TASK DETAILS
Extract each line of the data below exactly as written.

EXERCISE DATA
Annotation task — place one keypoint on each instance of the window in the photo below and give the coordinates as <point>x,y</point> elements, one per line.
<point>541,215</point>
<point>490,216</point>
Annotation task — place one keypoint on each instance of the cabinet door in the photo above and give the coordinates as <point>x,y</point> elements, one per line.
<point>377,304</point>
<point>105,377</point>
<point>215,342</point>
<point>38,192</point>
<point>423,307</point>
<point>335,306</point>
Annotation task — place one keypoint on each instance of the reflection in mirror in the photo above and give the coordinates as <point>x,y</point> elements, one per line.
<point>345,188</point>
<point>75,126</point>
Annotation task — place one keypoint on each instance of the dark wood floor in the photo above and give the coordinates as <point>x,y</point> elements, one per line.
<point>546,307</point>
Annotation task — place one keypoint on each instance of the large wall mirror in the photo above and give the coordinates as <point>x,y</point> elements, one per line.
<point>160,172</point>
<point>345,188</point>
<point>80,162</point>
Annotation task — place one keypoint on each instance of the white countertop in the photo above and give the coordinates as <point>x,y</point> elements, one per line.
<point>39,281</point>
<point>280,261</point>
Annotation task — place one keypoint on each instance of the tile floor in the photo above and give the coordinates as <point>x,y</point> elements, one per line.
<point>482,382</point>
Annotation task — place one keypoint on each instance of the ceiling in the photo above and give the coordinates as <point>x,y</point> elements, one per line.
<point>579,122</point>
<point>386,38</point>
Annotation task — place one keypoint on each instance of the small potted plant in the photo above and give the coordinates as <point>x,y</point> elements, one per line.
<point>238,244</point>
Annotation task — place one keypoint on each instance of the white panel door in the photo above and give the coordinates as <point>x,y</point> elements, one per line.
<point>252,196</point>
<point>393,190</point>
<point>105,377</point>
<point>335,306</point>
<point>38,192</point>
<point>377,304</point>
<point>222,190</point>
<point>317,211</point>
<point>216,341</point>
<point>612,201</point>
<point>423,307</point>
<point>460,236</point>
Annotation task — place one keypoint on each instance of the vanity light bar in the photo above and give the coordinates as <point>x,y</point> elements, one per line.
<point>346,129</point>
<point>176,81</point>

TASK RESPONSE
Annotation task — place one keypoint on each instance of the window in the photo below and give the coordinates as <point>x,y</point> elements, one per line.
<point>541,215</point>
<point>490,216</point>
Annotation task — place one keypoint on each instance of the cabinet door in the photo above and give the coordinates as <point>x,y</point> elements, one per line.
<point>377,304</point>
<point>105,377</point>
<point>215,342</point>
<point>38,192</point>
<point>423,307</point>
<point>335,306</point>
Annotation task — place one keypoint on each instance of the reflection in mirror in the photo above and give the coordinates as <point>x,y</point> elements, one per line.
<point>345,188</point>
<point>75,126</point>
Annotation task — place one keypoint on each instance of the dark wood floor in the photo above and give the coordinates as <point>x,y</point> elements, one per line.
<point>546,307</point>
Annotation task — place one keypoint on each instance of the large wall mirror in the photo above and give the coordinates as <point>x,y</point> elements, one per line.
<point>160,172</point>
<point>345,188</point>
<point>80,162</point>
Annotation task — place one keypoint on each instance of the white countertop in the photo above and give the coordinates as <point>x,y</point> elements, one per line.
<point>39,281</point>
<point>280,261</point>
Annotation task — place one keypoint on each instance of the tile floor in the photo above and give the coordinates as <point>x,y</point> elements, one per line.
<point>482,382</point>
Annotation task — place one keypoint on each instance of the ceiling in the photo above and give the coordinates as <point>x,y</point> elements, one per line.
<point>579,122</point>
<point>386,38</point>
Annotation task — place one keypoint on each instance of the small potted plant in the photo above and give the coordinates as <point>x,y</point> elements, one per line.
<point>238,244</point>
Annotation task — place one keypoint on each instance of the white panel door in the photo above and give the coordinates as <point>x,y</point> elements, one per line.
<point>252,196</point>
<point>393,190</point>
<point>105,377</point>
<point>335,306</point>
<point>38,192</point>
<point>377,304</point>
<point>222,190</point>
<point>317,211</point>
<point>216,341</point>
<point>612,201</point>
<point>423,307</point>
<point>460,236</point>
Annotation task — place one keypoint on each instance of the vanity light bar in the photo above and give the coordinates as <point>x,y</point> elements, one per line.
<point>346,129</point>
<point>176,81</point>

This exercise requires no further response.